→ Stated task 1: Pull out each line of the listing that contains the string "tree".

→ Passage:
##########

CD REVIEW A Poetic Yesterday

Band : A Poetic Yesterday
Album title : A Little South Of Zero
Label : Rising Records
Distributor : Gordeon Music Promotion - SPV
Release date : 24/10/2008 (UK= 29/09/2008)
Release : CD

Formed in 2005 with a line-up including lead singer Gavin Stewart, guitarists/ backing singers Matt Youl & Rich Marshall, bassist Ryan Stewart, and drummer Dave "Davio" Yarnall, Midlands UK based act A Poetic Yesterday didn't exactlt chose the most popular of Hardcore sub-genres! Well, actually their sound is more Post-Hardcore, but the subgenre I meant is Emo!

##########

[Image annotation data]
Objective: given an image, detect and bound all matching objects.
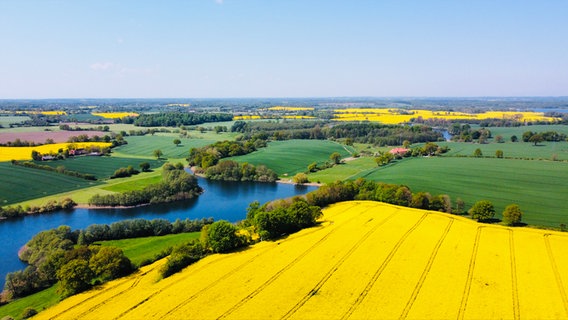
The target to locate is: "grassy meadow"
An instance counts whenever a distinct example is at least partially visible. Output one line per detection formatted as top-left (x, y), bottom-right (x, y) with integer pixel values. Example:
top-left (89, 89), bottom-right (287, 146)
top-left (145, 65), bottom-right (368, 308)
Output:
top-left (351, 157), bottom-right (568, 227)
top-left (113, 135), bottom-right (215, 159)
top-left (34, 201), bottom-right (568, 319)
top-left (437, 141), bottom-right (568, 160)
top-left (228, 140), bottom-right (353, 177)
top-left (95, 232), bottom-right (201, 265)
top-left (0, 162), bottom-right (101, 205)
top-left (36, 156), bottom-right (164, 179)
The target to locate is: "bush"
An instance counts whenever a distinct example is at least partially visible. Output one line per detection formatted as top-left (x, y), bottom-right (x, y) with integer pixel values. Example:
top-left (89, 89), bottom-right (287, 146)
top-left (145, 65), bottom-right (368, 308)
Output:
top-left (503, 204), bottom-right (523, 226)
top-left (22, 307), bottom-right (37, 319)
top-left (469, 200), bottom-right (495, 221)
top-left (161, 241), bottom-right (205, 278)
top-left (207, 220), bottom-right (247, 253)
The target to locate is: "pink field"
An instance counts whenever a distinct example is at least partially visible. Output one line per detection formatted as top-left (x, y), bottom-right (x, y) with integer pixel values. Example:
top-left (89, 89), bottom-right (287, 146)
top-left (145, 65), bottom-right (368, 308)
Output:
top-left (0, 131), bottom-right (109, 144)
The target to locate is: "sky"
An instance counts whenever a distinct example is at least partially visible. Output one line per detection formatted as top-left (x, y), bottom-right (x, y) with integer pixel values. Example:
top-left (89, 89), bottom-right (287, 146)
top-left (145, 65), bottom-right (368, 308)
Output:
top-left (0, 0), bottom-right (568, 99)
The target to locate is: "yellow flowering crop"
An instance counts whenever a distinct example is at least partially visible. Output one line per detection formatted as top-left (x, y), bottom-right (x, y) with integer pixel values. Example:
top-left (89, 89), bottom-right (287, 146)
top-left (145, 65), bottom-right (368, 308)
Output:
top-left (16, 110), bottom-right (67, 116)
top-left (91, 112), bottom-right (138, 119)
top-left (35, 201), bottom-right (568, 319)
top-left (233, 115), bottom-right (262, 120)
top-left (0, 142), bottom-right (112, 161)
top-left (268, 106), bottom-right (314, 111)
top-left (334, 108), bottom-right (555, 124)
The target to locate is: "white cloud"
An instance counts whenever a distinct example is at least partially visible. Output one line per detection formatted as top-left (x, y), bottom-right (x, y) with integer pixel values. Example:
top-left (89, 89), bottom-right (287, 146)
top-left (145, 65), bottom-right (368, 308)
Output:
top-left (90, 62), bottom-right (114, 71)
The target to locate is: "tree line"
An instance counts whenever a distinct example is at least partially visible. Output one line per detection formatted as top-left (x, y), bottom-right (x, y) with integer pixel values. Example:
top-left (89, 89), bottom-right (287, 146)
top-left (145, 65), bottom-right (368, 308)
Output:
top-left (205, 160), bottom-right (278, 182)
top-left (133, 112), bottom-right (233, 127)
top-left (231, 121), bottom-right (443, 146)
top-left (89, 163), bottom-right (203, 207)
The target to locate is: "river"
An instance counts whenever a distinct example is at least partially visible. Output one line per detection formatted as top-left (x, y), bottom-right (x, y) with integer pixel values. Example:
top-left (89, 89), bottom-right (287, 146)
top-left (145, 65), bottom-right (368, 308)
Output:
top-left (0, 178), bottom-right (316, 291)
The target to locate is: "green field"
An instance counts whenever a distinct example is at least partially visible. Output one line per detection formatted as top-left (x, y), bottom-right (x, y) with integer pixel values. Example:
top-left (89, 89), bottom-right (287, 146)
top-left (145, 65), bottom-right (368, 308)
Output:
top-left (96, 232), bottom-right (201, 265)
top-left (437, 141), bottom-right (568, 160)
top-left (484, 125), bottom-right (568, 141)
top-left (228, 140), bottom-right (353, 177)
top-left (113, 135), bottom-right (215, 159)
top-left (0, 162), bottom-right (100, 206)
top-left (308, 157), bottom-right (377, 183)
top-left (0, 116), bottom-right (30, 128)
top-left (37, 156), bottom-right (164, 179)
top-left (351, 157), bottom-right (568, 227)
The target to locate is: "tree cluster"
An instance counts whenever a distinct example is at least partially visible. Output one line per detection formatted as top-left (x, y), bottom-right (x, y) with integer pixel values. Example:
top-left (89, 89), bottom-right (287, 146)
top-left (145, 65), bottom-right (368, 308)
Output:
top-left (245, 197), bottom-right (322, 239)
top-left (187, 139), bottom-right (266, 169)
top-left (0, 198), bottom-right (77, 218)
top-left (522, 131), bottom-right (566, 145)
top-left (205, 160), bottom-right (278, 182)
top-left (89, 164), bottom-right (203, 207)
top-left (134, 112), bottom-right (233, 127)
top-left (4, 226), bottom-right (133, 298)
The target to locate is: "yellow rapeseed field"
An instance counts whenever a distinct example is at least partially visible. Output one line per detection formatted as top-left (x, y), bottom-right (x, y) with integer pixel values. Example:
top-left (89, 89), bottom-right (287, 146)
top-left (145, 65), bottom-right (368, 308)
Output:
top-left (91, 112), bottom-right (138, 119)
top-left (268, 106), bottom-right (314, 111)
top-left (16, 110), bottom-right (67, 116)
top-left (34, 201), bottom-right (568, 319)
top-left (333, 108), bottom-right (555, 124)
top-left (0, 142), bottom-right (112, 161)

##########

→ Stated task 2: Quote the entire CD review above verbatim.

→ Exercise answer 1:
The target to locate is: "tree line"
The target to locate is: "tree cluster"

→ Exercise answer 2:
CD REVIEW A Poetic Yesterday

Band : A Poetic Yesterday
Album title : A Little South Of Zero
Label : Rising Records
Distributor : Gordeon Music Promotion - SPV
Release date : 24/10/2008 (UK= 29/09/2008)
Release : CD

Formed in 2005 with a line-up including lead singer Gavin Stewart, guitarists/ backing singers Matt Youl & Rich Marshall, bassist Ryan Stewart, and drummer Dave "Davio" Yarnall, Midlands UK based act A Poetic Yesterday didn't exactlt chose the most popular of Hardcore sub-genres! Well, actually their sound is more Post-Hardcore, but the subgenre I meant is Emo!